## Task to complete
Without including any image, repeat every record exactly.

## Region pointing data
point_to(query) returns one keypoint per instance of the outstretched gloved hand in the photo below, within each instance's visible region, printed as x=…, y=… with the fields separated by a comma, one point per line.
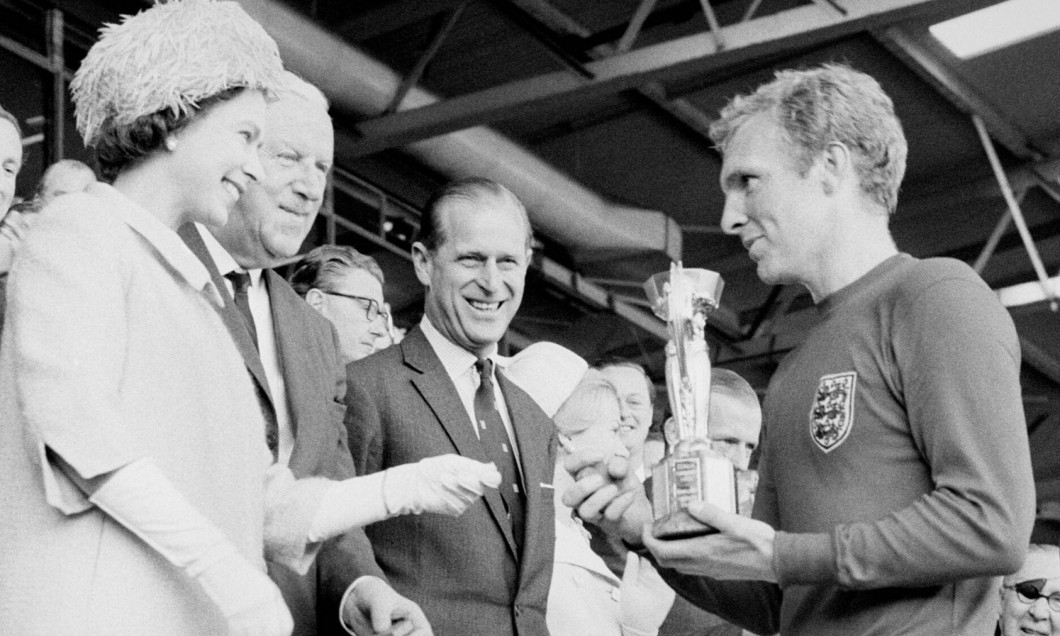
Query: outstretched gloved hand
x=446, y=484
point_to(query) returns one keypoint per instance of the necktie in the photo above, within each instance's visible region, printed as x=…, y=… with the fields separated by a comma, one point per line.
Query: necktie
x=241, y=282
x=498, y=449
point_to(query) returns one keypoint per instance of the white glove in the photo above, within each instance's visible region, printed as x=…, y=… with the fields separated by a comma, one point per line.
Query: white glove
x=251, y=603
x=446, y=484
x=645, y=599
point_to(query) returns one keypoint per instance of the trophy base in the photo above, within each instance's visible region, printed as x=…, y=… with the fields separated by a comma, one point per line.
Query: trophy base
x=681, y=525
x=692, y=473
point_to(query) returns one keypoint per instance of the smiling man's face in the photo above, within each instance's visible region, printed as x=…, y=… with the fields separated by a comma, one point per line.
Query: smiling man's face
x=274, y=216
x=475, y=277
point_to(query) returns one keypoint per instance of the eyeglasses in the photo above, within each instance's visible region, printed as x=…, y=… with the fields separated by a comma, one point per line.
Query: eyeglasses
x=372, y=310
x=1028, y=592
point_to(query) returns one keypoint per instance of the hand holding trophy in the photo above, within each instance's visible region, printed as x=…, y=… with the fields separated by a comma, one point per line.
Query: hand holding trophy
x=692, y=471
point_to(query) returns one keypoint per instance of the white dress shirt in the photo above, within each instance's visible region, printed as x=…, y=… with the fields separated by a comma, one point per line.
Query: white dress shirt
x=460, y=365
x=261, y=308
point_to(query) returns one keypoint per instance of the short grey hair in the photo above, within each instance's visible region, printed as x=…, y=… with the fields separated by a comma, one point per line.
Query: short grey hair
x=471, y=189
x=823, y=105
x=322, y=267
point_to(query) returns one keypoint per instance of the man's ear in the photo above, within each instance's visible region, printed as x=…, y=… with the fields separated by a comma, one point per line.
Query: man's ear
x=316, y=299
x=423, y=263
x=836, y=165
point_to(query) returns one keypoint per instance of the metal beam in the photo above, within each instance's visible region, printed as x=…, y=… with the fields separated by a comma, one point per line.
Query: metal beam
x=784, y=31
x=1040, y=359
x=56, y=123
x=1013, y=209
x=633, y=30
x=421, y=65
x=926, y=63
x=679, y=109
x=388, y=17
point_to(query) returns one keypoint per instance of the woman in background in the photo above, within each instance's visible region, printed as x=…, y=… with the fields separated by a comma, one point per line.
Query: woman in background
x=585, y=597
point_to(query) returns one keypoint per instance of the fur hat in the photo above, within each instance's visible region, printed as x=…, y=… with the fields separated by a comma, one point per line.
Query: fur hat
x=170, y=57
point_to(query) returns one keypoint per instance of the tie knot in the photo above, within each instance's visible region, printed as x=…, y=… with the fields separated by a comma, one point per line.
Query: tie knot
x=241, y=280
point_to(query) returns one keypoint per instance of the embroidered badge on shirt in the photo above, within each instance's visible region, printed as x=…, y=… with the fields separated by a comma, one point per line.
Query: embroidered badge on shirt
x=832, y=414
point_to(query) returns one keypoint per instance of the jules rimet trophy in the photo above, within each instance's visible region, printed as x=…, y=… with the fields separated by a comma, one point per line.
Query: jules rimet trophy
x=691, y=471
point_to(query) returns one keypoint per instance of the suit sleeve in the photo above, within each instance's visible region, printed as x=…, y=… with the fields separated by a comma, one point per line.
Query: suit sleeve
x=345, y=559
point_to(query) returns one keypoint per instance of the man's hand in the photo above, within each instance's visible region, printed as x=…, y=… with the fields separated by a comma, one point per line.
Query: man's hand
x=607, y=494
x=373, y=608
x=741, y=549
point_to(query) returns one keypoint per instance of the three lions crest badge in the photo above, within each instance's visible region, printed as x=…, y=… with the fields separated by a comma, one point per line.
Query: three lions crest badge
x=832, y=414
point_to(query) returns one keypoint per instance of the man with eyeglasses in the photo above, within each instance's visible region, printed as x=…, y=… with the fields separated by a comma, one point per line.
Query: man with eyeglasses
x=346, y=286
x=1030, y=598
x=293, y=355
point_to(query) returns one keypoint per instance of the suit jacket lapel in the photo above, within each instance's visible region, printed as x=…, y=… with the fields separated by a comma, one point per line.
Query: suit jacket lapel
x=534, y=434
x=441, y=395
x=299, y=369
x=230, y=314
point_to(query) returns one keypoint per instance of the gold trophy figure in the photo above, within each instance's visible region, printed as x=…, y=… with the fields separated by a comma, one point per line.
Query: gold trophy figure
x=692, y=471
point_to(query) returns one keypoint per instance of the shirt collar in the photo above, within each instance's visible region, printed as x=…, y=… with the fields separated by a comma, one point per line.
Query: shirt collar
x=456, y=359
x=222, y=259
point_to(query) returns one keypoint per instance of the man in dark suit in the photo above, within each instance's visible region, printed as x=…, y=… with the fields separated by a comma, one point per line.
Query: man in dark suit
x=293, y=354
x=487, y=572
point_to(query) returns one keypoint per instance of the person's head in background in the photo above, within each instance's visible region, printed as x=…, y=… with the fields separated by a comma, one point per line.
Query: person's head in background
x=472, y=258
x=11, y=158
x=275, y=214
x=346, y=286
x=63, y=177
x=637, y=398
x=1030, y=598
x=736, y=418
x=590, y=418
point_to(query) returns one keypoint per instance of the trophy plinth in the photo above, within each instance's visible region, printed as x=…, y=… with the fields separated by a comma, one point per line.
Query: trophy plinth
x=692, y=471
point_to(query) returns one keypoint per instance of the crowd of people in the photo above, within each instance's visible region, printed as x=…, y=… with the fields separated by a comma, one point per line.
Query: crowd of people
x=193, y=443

## Written answer
point_to(query) returns one keypoint per instance of the outstretched gloved hand in the photo below, within each instance's visible region, printed as x=…, y=… with the fields separated by a comma, one point per line.
Query: outstretched gloved hand
x=446, y=484
point_to(query) returns one keypoint per instance of the necktie in the photo above, within each instance's visible region, printed as x=…, y=… with the fields separated by a comma, one point per line.
Query: necktie
x=241, y=282
x=498, y=449
point_to(query) returns one keypoint per instance of the white glove in the photo above, within each instance's visible region, printed as x=…, y=… with the fields separated by a comma, one point per line.
Query: white glove
x=251, y=603
x=446, y=484
x=645, y=599
point_to(query) returns one keypoint per instance of the trophy base in the photo above, within each instance's visible region, printed as x=…, y=… with the fields separated by a comma, one point per line.
Query: trophy base
x=681, y=525
x=692, y=473
point_to(query) returns one keypoint per instance of the smiling man's face in the photo above, within each instance's visible region, printed as x=…, y=… with the fields separated by a comma, one point per line.
Query: smiling man's face
x=274, y=216
x=475, y=277
point_to(query) returns one keypoint per instance of the eyeglasses in the photo above, within each instance's visible region, printed as x=…, y=… with the fields separated by a comma, one point per line.
Query: eyeglasses
x=372, y=310
x=1028, y=592
point_to(query) returns one keypoint per instance of the hand holding trophy in the photo above, within each instance's visible region, printed as x=…, y=… with the fields separated by a comma, one point per line.
Query: hand holding trophy
x=692, y=471
point_to(query) returns one keypoint per instance of the white dress shirt in the photo above, within each instance's visible region, printed as x=…, y=… with the fields separated by a comma, one point per line.
Query: white dress shirt
x=460, y=365
x=261, y=308
point_to(query) returns one keypoint per instance of the short grey hair in the photo above, within each instance's visible region, printed as x=…, y=… with the fields separated by a comma, one point per line.
Query: short grey hair
x=471, y=189
x=823, y=105
x=322, y=267
point_to(query) returns one keypoint per instance of the man's ear in the photo above, within each instance's visible region, printed as x=…, y=… with the fields separated by a comma, one point per line.
Query: man's ear
x=316, y=299
x=423, y=263
x=836, y=165
point_to(query) returns one keypoint per instance of the metal beam in the photo above, within each instance's visible region, printed as x=…, y=… with the fields separated by a comma, one point per line.
Query: metal beam
x=784, y=31
x=1040, y=359
x=56, y=123
x=1013, y=209
x=633, y=30
x=421, y=65
x=926, y=63
x=679, y=109
x=388, y=17
point_to(query) returns one keypoint per instance of the woman in background in the photo above, within each instance's visible region, printed as x=…, y=… with the fields separated by a comma, one point per line.
Query: woman in background
x=585, y=597
point_to(query) returns one keypoint per instance of the fur hat in the photo above, within each instance's visible region, printed as x=…, y=… with the fields separated by a comma, one point per line.
Query: fur hat
x=170, y=57
point_to(query) returns one keypoint per instance of the tie knot in the photo above, within each instance's visible region, printed as x=…, y=… with the fields separated by a comma, one point per line.
Query: tie knot
x=241, y=280
point_to(query) returns one keypoint per instance of the embroidered badge on shirt in the photo above, within each instance's visible region, printed as x=…, y=… with the fields separated by a comma, one point per line.
Query: embroidered badge on shirt
x=832, y=414
point_to(query) returns one keypoint per instance of the jules rimet trophy in the photo above, within each instance's visible region, printed as x=…, y=… with the fields separated by a comma, one point per line.
Query: jules rimet trophy
x=691, y=471
point_to(query) returns one keypoint per instance of the suit sleeve in the photo above, within each instance's visible region, printed as x=…, y=… with the fields separated by a comma, one point per line.
Query: suit sleeve
x=345, y=559
point_to(query) returns one keypoint per instance of the man's hand in the photo above, within each instance's visible region, printed as x=…, y=… with the fields separated by a comma, one point per line.
Query: man's hand
x=607, y=494
x=373, y=608
x=741, y=549
point_to(query) returns one keypoint per instance of the three lions crest badge in the photo above, within each instance's visible region, printed as x=…, y=… with the fields separated by a comma, one point per line.
Query: three lions crest badge
x=832, y=414
point_to(query) returns one keypoint per instance of the man with eyeglasses in the photo above, within each instance's visible region, printed as x=…, y=… with the fields separated by a comma, one point per line.
Query: man with eyeglasses
x=346, y=286
x=1030, y=598
x=293, y=355
point_to(query) returns one keypoint per instance of the suit jacket lapel in the photo above, within each instance's visible region, printed as x=…, y=… with the fields separated by a comma, one point per line.
Query: suit jacket lapel
x=534, y=434
x=441, y=395
x=299, y=369
x=230, y=314
point_to(query) returns one keypoint per instance of the gold trophy figure in the photo above, within each instance's visible region, printed as x=…, y=… with the fields separated by a comma, one point per line.
Query: gold trophy figure
x=692, y=471
point_to(query) returns one keypoint per instance of the shirt collar in the photo above, within each instance's visible region, printed as x=…, y=… with the fields separated by a comma, one point per line.
Query: shirt collar
x=456, y=359
x=222, y=259
point_to(query) returns one keypoint per instance of the man in dark suit in the photo above, within each instance's visible region, printed as x=…, y=… with the fields separated by a comma, one point per line.
Query: man in dark suit
x=293, y=354
x=487, y=572
point_to(query) returns one keypoint per instance of the person's head in background in the photo above, within each instance's visible region, printed as x=…, y=… with the fields separated by a comma, one point per line.
Query: person's head in background
x=472, y=258
x=11, y=158
x=275, y=214
x=346, y=286
x=63, y=177
x=637, y=398
x=1030, y=598
x=736, y=418
x=590, y=418
point_to(query) returns one keypoint per instance of the trophy plinth in the photo above, within each instance's visible region, printed as x=…, y=… with the fields separated by a comma, one point per line.
Query: trophy plinth
x=692, y=471
point_to(query) returns one keypoint per instance of the crowd of people in the photo above, within each instance's visible region, printed as x=…, y=… with the fields separated by a comma, one point per line.
Query: crowd of people
x=193, y=443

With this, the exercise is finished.